→ **Excerpted passage**
# Can your EX get married prior to the Motion For judgment & Decree of Divorce Default



## ohsobless (Aug 8, 2011)

*Can your EX get married prior to the Motion For judgment & Decree of Divorce Default*

(Just a little side note before you start reading this. After four years of asking for a divorce that he didn't want to do. Finally after I found someone he finally found a woman. He finally did what I asked him to divorce me.)

As I said, I received was a notice that a trail for Decree of Divorce will held July 10th 2012. No, I didn't respond to the Summons and Complaints because everything in the papers were as we had agreed. We share no children for child support. We share no property, bank accounts. In the complaint he said that he wanted no alimony or money from me. I sent back the letter stating that I had received the paper work, and had that notorized and sent back to him. 

My question is can he change anything in the divorce paper work? This is what the letter states that was sent to me.

More than sixty (60) days have elapsed since the summons and complaint upon you and yu have made no response to the Complaint, therefore you are in default. Plaintiff is entitiled to judgment aginst you as requested in the Complaint. The judgment will be based on the Complaint of the Plaintiff, and on all records, files and proceedings in this case, along with additional testimony and evidence profuced at trail.

My question is this. Is this when my divorce decree will be final?

The other question is how can he get married prior to this decree is final. There are pictures of the wedding posted June 13th. Don't get me wrong, I really don't care about this marriaage. I'm wondering if a person can get married prior to judge grants a judgment and decree of divorce (default)?

This will be held in South Dakota a long way from where I live.


----------



## Pluto2 (Aug 17, 2011)

*Re: Can your EX get married prior to the Motion For judgment & Decree of Divorce Defa*

If someone gets married before the divorce judgment is entered its usually called bigamy.


----------



## ohsobless (Aug 8, 2011)

→ **Things to do**
a. Rewrite the paragraph of the forum thread that begins "The other question is how can he get married" so that it is shorter but keeps its main facts.
b. Reproduce the part of the forum thread between "My question is can" and "profuced at trail.", inclusive.

→ **Excerpted data**
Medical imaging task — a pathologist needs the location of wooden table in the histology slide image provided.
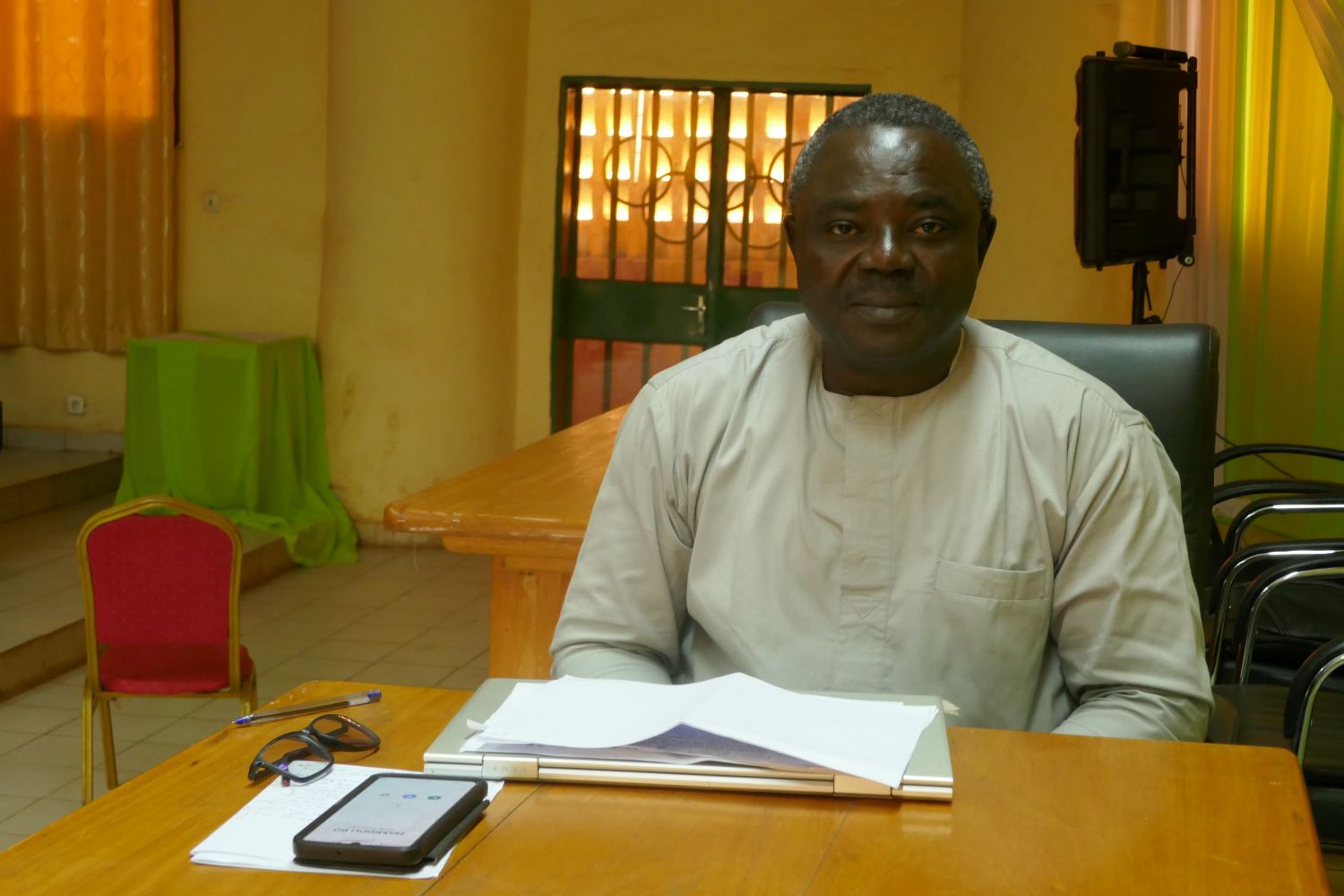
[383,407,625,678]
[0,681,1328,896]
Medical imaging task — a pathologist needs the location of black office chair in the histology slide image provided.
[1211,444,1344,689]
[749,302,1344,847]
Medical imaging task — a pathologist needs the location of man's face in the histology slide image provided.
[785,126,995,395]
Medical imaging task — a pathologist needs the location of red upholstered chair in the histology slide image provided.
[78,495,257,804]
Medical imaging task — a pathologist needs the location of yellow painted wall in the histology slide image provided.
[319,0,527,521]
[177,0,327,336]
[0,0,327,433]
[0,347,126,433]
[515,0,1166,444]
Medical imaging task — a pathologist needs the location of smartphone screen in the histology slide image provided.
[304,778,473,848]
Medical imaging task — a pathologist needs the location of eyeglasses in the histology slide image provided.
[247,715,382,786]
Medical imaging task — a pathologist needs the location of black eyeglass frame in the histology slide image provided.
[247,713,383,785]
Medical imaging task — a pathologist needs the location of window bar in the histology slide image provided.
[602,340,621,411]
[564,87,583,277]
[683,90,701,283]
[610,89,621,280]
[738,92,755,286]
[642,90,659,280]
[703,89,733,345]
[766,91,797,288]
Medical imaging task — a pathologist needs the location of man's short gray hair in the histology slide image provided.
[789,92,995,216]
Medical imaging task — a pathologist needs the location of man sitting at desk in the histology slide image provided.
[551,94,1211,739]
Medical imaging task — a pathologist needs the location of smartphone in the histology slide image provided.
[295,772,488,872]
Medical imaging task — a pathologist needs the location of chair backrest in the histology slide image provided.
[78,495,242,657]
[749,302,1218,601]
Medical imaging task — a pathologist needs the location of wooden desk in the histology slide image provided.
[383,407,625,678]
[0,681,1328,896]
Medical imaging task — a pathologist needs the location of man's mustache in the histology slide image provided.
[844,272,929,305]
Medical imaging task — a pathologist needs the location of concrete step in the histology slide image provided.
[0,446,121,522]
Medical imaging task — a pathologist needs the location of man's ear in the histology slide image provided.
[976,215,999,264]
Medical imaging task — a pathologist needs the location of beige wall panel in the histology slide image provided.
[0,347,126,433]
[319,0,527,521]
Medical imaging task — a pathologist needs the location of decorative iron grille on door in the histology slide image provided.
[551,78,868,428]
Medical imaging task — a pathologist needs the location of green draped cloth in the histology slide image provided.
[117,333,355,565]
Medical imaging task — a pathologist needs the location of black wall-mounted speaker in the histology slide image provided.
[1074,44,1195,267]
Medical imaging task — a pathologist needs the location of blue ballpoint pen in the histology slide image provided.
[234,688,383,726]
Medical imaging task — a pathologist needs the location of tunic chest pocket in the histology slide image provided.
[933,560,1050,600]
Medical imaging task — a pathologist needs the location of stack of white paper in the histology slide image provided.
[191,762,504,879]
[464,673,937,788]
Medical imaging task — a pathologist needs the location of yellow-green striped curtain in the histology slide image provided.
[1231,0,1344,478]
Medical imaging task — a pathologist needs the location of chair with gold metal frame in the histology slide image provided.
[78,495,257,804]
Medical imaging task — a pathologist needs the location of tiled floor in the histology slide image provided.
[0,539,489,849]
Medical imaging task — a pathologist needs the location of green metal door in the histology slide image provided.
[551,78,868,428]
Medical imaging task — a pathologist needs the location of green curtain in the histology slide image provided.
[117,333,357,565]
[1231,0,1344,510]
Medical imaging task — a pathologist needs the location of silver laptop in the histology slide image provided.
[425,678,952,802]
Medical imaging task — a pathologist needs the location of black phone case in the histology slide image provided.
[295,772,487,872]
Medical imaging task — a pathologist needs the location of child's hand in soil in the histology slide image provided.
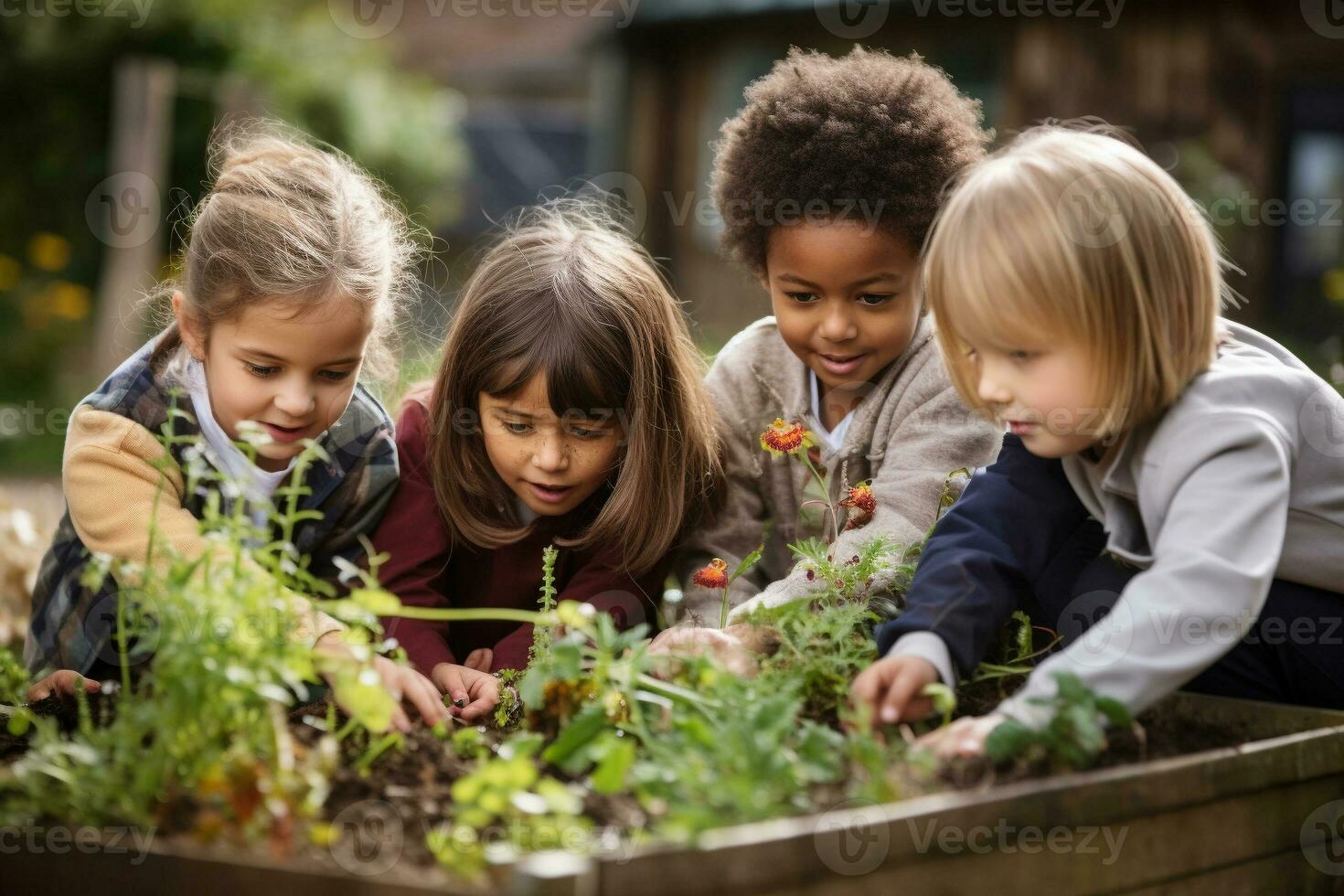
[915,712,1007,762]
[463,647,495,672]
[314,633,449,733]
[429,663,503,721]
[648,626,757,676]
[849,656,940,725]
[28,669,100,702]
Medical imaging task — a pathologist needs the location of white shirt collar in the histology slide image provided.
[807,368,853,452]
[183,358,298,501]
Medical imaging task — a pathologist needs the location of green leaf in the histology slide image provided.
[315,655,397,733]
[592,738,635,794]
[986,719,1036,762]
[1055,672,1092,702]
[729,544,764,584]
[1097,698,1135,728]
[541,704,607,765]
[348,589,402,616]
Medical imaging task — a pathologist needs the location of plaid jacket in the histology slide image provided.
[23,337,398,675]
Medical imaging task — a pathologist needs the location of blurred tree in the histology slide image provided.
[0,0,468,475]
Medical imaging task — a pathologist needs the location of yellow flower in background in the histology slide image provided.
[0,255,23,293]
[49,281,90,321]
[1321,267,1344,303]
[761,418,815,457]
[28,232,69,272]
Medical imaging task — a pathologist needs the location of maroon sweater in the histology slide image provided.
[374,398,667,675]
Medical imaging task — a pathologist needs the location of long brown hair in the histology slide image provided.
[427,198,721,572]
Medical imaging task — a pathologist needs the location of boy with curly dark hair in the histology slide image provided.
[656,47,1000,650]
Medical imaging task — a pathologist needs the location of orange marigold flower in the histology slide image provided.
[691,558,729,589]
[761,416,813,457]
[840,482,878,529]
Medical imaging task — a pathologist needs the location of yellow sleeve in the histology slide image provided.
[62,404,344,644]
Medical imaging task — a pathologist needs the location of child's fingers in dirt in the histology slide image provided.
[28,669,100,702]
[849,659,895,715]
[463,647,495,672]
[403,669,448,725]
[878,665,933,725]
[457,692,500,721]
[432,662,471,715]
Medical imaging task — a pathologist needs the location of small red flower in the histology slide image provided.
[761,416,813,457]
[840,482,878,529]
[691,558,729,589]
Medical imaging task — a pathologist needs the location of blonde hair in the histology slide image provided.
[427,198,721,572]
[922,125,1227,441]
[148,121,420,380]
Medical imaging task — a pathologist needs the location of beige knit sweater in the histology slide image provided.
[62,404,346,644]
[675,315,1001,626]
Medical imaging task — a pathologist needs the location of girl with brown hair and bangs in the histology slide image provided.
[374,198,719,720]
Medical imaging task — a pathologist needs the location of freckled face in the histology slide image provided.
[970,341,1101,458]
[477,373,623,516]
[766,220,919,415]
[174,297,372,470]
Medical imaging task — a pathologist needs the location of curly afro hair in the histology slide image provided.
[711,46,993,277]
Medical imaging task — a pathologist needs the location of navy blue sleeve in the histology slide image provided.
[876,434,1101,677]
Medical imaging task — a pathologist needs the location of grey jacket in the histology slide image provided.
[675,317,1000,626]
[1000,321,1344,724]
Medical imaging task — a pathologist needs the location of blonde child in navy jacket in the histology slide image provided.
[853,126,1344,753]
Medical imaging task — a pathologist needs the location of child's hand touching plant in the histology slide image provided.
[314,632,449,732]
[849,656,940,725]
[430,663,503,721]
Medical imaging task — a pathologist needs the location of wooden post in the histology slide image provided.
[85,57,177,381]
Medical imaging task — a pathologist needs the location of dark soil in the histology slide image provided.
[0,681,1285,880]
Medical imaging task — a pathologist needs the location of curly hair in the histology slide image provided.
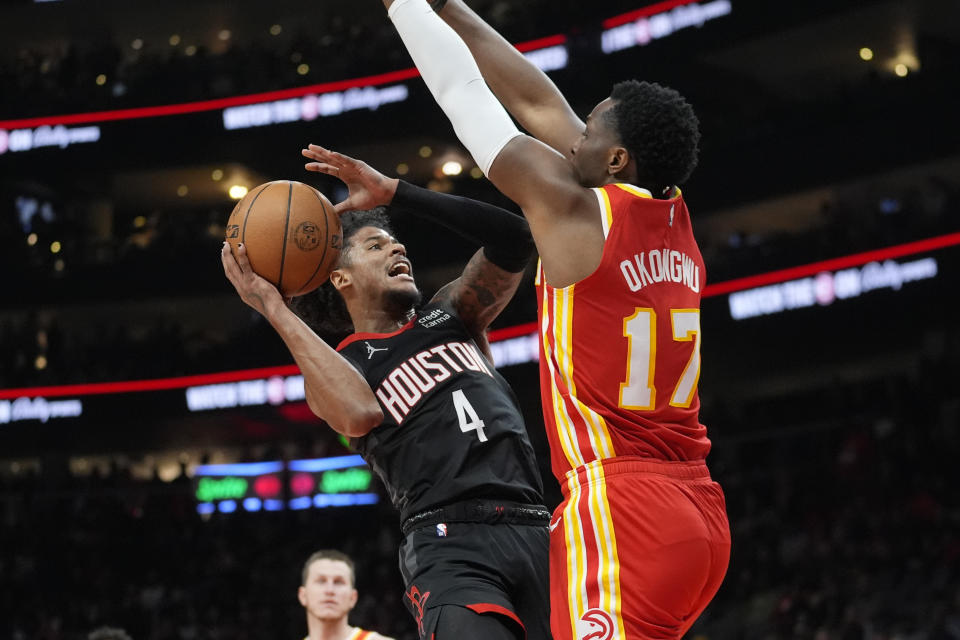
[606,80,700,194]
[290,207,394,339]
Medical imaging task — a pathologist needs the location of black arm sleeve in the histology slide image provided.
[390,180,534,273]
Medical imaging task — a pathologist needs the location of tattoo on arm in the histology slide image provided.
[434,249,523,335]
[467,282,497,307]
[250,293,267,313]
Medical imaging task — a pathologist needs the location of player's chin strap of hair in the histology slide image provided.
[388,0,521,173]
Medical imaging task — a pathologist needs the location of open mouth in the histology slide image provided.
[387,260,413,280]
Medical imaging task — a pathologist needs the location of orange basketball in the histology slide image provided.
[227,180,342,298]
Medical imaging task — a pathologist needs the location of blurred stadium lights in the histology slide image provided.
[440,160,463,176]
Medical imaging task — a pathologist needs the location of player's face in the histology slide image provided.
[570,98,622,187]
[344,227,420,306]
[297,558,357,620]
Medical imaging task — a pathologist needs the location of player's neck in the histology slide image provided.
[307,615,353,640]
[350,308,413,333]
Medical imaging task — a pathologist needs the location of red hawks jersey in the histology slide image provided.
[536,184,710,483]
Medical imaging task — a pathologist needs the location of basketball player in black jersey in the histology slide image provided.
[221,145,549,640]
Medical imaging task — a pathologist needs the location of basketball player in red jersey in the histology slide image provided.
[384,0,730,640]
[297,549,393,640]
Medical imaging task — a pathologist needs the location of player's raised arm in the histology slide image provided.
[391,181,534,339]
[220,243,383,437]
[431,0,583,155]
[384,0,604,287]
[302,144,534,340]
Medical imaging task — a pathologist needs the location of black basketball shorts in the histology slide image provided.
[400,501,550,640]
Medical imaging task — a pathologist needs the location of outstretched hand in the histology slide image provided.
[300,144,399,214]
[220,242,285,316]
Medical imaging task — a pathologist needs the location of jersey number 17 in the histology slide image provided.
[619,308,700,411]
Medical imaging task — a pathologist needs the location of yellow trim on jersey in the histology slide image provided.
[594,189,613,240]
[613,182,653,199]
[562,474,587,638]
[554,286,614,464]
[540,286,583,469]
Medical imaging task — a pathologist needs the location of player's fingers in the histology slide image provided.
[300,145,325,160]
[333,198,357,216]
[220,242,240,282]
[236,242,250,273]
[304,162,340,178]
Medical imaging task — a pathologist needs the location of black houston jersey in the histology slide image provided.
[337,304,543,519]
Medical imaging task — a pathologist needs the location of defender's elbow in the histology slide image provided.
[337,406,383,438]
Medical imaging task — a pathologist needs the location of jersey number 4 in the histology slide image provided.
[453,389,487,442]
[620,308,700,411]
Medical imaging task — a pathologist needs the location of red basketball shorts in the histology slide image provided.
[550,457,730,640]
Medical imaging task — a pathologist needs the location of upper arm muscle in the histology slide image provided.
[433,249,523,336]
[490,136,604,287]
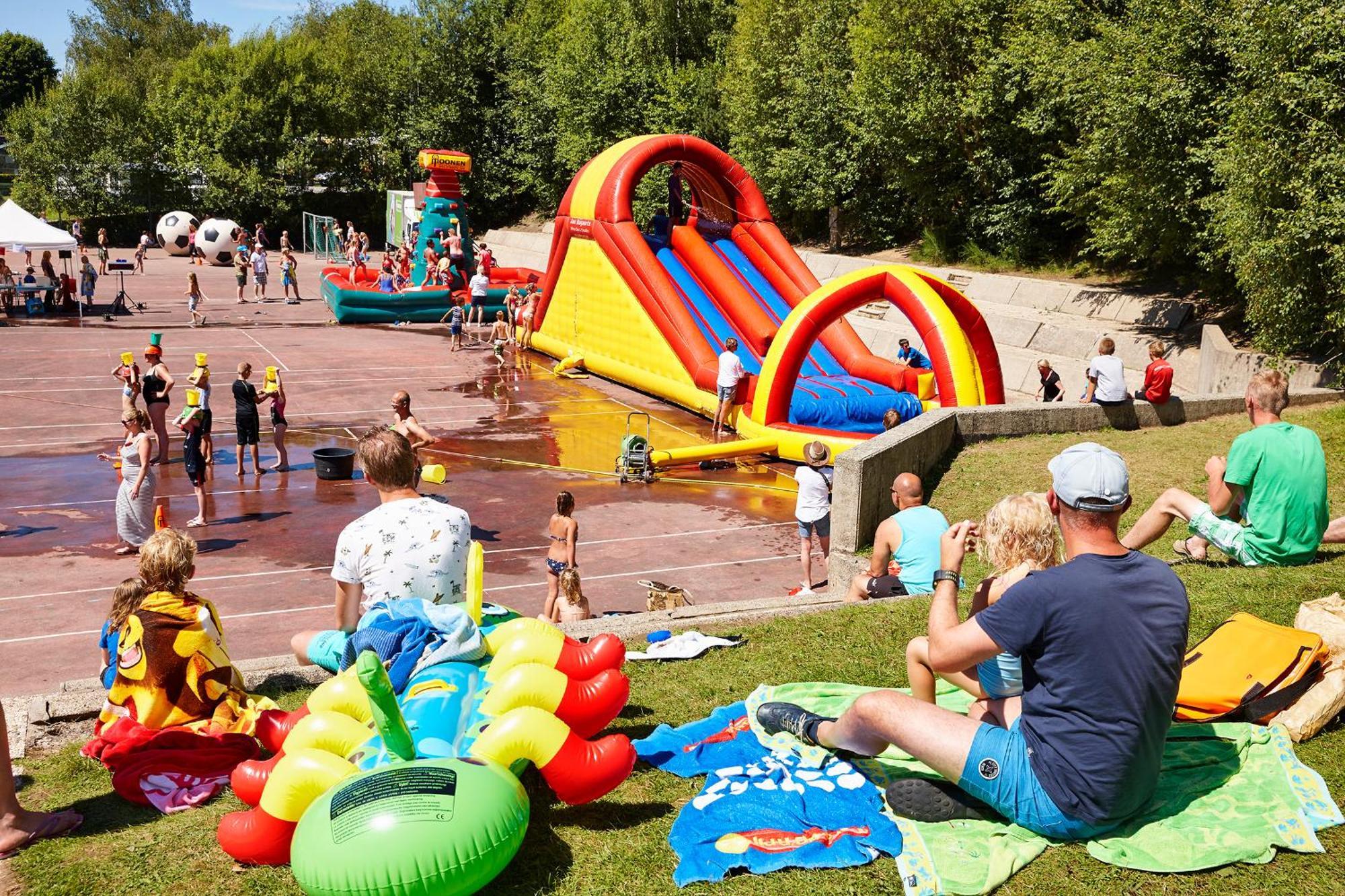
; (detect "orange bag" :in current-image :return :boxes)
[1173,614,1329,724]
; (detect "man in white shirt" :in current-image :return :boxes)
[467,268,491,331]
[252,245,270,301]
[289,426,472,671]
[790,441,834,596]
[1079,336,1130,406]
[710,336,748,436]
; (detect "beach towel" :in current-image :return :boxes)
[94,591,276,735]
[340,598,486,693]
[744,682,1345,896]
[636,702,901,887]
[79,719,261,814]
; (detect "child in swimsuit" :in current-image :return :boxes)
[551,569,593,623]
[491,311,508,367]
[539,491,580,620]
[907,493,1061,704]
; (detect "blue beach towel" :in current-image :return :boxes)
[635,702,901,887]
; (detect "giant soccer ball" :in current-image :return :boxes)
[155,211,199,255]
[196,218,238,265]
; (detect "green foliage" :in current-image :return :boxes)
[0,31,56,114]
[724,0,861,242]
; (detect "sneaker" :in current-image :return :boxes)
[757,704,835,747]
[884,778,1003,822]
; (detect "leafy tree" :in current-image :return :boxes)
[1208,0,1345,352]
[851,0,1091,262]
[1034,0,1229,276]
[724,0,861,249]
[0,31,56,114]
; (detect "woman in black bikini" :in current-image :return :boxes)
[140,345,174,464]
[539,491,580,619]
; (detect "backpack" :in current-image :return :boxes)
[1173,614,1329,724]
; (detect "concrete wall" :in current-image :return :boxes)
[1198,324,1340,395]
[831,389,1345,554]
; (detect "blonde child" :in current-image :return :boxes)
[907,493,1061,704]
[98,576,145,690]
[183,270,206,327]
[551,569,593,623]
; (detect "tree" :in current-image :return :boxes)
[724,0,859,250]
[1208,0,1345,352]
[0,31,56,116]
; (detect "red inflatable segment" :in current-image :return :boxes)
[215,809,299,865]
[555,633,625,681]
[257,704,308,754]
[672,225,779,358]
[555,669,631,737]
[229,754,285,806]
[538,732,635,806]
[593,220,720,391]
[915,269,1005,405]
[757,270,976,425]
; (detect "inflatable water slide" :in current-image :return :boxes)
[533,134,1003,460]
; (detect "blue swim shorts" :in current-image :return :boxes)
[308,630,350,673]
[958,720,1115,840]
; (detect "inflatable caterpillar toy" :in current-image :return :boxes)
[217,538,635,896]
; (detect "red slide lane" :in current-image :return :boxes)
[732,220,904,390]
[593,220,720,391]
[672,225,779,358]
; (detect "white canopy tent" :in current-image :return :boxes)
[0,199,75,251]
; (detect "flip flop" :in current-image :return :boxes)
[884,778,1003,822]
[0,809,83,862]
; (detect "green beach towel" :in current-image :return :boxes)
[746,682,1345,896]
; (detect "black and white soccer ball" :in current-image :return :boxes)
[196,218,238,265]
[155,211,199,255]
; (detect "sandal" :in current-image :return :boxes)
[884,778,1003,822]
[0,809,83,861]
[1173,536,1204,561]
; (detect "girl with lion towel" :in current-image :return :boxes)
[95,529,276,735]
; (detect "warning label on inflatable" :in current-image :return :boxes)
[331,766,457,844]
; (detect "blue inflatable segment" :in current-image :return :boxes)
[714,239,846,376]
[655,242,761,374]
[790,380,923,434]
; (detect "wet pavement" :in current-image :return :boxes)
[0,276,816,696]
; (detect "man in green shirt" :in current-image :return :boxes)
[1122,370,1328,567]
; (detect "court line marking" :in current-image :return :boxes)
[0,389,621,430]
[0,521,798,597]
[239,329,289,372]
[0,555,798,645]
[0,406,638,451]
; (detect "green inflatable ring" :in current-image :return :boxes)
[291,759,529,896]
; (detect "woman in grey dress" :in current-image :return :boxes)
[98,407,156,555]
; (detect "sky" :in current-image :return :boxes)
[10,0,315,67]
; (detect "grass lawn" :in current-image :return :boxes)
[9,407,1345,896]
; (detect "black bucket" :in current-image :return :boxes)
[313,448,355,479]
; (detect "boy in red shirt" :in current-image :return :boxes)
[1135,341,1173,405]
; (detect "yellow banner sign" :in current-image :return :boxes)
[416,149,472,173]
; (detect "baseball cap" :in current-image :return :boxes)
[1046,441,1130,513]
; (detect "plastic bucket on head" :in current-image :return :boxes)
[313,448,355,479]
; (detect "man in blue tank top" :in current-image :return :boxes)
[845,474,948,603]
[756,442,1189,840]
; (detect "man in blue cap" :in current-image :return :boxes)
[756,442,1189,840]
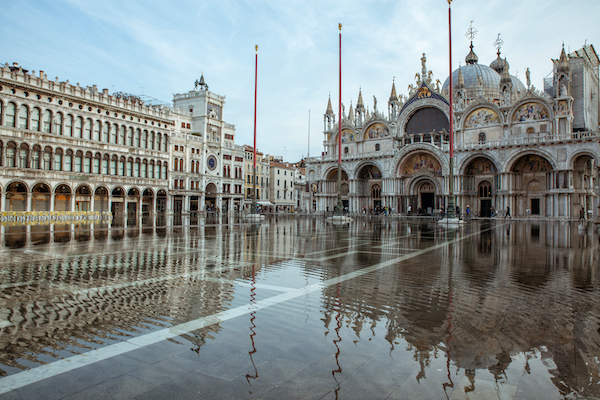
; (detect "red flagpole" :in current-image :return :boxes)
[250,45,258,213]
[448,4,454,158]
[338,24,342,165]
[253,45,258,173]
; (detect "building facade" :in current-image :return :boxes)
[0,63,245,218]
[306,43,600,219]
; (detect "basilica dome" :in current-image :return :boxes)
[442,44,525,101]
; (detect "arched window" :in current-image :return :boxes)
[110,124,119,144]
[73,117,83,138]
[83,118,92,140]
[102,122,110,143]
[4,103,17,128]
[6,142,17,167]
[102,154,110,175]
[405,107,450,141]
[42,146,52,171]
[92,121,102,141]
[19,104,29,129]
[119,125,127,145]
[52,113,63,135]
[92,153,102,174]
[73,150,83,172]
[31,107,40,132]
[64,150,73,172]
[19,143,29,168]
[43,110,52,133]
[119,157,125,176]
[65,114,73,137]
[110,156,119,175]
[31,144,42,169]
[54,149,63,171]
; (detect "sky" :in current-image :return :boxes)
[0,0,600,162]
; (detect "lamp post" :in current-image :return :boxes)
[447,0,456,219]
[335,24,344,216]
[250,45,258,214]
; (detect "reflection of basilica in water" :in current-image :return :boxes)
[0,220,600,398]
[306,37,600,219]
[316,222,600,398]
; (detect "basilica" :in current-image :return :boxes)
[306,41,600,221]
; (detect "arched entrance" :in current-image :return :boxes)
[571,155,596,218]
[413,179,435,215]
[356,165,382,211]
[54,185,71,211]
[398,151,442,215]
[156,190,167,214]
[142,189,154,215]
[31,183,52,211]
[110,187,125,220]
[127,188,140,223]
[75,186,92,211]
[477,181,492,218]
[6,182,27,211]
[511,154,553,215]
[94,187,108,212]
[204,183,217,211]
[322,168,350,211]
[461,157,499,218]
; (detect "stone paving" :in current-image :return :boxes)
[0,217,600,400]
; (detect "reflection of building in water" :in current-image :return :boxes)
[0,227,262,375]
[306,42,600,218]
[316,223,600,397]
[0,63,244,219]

→ **Set of answers**
a. The poster asks how he could marry before the decree is final, since wedding pictures were posted June 13th. The poster doesn't care about the marriage itself and only wants to know whether someone can marry before a judge grants a default judgment and decree of divorce.

b.
My question is can he change anything in the divorce paper work? This is what the letter states that was sent to me.

More than sixty (60) days have elapsed since the summons and complaint upon you and yu have made no response to the Complaint, therefore you are in default. Plaintiff is entitiled to judgment aginst you as requested in the Complaint. The judgment will be based on the Complaint of the Plaintiff, and on all records, files and proceedings in this case, along with additional testimony and evidence profuced at trail.